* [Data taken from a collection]

** Begin **

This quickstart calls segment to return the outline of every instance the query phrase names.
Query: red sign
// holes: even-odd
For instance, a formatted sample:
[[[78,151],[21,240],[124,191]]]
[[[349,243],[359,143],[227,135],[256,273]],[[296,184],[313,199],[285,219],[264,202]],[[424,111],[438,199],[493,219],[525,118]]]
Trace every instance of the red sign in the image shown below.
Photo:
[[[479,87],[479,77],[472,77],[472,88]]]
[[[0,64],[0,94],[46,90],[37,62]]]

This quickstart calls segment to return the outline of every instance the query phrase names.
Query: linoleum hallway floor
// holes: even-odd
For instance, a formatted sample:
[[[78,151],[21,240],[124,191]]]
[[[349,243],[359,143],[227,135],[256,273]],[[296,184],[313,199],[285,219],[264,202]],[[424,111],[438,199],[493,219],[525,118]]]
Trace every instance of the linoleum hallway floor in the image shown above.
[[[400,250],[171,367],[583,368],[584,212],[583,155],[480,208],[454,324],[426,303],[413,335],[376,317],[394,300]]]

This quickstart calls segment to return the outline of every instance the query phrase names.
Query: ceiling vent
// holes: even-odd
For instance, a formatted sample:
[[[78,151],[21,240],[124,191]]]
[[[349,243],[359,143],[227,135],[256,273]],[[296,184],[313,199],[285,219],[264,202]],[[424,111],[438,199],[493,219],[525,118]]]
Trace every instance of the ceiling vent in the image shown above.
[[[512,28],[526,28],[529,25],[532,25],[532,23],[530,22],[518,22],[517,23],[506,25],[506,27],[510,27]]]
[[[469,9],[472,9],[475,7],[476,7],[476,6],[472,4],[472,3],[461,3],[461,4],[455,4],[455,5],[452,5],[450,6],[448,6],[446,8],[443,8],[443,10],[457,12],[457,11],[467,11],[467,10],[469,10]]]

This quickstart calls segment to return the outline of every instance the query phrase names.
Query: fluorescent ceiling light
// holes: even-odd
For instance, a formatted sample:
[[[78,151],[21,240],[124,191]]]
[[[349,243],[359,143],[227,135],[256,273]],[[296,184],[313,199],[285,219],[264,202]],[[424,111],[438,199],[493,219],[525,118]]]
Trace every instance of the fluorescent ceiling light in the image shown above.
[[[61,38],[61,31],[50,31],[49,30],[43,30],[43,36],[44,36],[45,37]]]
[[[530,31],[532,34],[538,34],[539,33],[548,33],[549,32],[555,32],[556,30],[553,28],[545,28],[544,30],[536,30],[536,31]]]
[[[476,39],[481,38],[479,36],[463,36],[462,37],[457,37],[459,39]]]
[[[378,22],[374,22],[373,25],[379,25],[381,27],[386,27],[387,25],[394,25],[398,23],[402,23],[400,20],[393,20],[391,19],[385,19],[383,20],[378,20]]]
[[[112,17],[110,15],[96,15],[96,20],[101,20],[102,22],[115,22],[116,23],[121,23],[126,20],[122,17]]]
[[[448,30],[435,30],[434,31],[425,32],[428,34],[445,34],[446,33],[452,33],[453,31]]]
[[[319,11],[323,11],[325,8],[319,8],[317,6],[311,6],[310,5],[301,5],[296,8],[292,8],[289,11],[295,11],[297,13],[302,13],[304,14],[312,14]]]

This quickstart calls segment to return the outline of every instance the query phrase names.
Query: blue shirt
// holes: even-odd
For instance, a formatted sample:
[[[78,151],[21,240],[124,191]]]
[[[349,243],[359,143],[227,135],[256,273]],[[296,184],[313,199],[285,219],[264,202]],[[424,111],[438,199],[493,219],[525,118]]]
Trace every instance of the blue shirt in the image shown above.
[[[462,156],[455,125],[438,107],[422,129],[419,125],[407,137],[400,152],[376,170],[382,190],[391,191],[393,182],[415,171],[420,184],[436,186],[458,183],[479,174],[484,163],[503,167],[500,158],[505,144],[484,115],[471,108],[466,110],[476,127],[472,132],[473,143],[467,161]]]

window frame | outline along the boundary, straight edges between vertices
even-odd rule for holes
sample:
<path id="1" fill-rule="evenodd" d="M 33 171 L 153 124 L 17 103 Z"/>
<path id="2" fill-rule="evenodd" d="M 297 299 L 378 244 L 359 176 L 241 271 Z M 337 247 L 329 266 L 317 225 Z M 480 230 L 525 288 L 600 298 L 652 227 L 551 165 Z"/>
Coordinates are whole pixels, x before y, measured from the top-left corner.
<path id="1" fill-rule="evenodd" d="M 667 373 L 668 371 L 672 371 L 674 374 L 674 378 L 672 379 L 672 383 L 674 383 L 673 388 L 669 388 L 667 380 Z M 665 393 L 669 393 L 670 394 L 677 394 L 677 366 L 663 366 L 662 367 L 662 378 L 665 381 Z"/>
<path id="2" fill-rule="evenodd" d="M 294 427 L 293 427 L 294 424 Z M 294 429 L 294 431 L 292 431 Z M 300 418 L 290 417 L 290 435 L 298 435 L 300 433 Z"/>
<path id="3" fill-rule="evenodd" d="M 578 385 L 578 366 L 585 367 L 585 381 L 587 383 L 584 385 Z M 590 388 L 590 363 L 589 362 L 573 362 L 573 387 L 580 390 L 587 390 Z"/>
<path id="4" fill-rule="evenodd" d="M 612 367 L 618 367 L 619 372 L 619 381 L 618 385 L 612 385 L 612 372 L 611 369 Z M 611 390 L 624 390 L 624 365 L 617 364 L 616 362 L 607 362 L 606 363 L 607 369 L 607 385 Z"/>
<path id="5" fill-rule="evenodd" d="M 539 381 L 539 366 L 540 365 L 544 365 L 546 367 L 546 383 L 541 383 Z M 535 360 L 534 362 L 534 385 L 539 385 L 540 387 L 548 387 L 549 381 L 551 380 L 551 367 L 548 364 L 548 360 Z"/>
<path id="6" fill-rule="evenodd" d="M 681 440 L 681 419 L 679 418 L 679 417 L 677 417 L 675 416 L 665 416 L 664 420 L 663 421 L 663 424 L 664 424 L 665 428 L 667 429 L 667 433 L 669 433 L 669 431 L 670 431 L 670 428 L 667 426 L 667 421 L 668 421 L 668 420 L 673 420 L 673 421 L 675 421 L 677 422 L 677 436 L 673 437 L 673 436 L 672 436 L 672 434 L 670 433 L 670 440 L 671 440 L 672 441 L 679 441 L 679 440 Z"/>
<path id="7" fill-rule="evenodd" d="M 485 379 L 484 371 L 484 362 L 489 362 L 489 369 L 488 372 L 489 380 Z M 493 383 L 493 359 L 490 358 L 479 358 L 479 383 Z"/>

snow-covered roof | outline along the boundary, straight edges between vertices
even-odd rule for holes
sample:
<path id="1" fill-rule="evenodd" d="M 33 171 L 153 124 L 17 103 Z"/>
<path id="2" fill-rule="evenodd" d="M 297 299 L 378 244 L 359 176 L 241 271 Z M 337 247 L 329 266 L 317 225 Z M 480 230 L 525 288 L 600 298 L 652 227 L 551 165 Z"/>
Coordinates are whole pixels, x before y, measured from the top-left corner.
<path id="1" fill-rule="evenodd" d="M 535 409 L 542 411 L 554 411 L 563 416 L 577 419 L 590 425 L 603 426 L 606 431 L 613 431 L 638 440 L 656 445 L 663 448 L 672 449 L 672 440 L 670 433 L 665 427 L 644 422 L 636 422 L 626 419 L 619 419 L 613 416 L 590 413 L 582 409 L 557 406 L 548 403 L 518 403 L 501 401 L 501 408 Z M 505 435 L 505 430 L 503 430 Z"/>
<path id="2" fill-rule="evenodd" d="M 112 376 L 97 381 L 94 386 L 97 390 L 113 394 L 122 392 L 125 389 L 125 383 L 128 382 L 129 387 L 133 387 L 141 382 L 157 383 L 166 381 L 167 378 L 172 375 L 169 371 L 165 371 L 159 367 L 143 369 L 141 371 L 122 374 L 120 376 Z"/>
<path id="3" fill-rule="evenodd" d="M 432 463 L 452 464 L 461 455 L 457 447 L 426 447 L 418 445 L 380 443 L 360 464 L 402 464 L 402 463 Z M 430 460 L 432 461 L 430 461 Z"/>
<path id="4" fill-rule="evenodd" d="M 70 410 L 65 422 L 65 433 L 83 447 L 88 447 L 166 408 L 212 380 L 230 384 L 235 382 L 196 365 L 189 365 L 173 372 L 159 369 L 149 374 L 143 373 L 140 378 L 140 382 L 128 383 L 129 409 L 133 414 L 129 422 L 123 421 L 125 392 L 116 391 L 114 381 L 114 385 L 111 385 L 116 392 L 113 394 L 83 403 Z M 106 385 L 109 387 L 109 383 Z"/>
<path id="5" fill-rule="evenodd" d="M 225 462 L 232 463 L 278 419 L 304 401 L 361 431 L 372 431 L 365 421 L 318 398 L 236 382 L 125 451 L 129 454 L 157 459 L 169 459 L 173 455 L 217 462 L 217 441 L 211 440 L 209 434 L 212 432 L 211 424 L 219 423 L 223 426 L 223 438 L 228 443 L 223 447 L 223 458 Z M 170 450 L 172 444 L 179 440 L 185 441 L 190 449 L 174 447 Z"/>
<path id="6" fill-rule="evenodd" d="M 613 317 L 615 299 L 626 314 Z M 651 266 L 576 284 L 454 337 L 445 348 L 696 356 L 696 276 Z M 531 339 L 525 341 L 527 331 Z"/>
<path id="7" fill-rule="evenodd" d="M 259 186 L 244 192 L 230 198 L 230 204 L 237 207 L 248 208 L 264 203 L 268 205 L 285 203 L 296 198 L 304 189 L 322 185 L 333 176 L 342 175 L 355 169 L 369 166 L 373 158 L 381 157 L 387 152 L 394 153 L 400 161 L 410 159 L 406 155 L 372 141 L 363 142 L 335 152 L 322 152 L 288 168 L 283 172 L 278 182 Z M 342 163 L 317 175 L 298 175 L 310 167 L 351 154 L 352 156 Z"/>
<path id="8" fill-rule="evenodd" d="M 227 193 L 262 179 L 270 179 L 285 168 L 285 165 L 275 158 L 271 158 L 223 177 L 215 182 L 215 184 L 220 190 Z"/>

** End **

* [Request] Give the material from its first line up to and including the line with "[[[0,64],[0,94],[46,90],[37,62]]]" as a JSON list of strings, one string per line, with blank lines left out.

* [Answer to this task]
[
  "This quickstart calls segment to return the outline of every instance the query phrase names.",
  "Query: red sign",
  "// holes: even-odd",
  "For instance, a formatted sample:",
  "[[[78,151],[21,240],[124,191]]]",
  "[[[349,243],[359,143],[227,135],[256,273]],[[296,184],[313,199],[285,219],[264,202]],[[424,111],[438,199],[493,219],[525,118]]]",
  "Trace every instance of the red sign in the image shown below.",
  "Photo:",
  "[[[479,87],[479,77],[472,77],[472,88]]]",
  "[[[0,64],[0,94],[46,90],[37,62]]]"
]